(WHAT IS NEEDED): Rewrite the entries starting with the line containing "roi: purple flower head" and going on through the end of the entries, swapping "green foliage" for "green leaves" and keeping everything else the same.

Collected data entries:
_____

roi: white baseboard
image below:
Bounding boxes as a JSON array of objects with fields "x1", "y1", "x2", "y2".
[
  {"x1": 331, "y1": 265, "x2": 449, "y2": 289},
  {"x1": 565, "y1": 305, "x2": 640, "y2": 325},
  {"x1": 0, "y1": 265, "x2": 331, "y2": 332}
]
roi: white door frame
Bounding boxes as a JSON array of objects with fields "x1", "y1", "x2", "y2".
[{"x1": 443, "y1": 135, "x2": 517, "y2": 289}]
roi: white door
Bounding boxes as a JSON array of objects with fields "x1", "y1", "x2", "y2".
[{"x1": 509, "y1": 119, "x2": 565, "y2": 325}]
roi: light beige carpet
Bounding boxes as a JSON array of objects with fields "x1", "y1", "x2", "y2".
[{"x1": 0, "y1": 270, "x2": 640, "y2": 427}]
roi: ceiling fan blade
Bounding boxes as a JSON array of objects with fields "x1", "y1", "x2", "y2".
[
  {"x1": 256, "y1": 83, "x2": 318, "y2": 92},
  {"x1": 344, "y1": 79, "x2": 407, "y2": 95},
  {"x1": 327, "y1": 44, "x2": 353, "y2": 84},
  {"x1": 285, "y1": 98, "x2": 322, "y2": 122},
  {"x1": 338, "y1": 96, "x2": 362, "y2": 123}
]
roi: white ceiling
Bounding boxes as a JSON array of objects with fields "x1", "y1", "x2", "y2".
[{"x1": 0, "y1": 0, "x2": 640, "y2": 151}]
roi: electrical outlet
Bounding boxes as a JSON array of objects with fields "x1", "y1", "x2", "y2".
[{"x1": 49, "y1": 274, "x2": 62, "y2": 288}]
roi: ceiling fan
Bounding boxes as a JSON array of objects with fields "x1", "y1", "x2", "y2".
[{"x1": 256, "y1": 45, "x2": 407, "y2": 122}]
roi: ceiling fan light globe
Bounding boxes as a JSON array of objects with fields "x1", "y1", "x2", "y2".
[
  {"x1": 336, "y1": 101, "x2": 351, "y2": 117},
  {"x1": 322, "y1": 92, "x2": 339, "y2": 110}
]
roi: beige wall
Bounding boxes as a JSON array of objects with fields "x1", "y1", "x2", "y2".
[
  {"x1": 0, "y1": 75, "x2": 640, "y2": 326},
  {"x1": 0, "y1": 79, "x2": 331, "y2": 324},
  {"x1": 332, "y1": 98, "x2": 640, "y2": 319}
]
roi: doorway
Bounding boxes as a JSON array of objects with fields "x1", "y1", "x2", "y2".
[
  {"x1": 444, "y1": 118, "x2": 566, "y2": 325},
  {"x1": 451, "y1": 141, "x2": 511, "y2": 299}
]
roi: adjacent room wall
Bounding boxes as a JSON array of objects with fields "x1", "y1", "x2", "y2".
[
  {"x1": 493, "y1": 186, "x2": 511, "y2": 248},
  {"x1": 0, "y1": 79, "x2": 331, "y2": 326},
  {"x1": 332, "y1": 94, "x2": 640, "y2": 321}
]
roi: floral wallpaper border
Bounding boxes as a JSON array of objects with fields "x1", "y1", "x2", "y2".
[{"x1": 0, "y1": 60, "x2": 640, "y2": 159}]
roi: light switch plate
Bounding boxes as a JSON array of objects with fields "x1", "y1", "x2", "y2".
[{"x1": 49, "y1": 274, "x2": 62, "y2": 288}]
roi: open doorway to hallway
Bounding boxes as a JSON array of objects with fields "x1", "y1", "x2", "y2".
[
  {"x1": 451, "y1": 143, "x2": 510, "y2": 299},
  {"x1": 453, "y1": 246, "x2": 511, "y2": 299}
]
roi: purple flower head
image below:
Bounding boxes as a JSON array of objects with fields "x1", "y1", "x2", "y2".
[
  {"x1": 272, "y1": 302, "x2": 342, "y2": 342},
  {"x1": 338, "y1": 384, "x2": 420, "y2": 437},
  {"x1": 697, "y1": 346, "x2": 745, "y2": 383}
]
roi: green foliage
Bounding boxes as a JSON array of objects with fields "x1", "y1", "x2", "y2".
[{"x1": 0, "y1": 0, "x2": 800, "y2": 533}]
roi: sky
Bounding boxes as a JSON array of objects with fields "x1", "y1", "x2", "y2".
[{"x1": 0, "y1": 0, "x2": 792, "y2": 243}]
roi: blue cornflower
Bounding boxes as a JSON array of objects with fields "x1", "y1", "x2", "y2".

_____

(OUTPUT OF THE EXERCISE):
roi: purple flower head
image below:
Bounding boxes as a JSON array of objects with fields "x1", "y1", "x2", "y2".
[
  {"x1": 272, "y1": 302, "x2": 342, "y2": 342},
  {"x1": 338, "y1": 384, "x2": 420, "y2": 437},
  {"x1": 697, "y1": 346, "x2": 745, "y2": 383}
]
roi: green leaves
Bounding boxes as a JSON array of objects with fields "x1", "y1", "x2", "y2".
[{"x1": 0, "y1": 0, "x2": 800, "y2": 533}]
roi: sky
Bounding boxes as a JSON array of objects with fields "x1", "y1", "x2", "y2".
[{"x1": 0, "y1": 0, "x2": 792, "y2": 243}]
roi: blue cornflower
Bounding boxes as a JSON array of objects with fields "x1", "y1", "x2", "y2".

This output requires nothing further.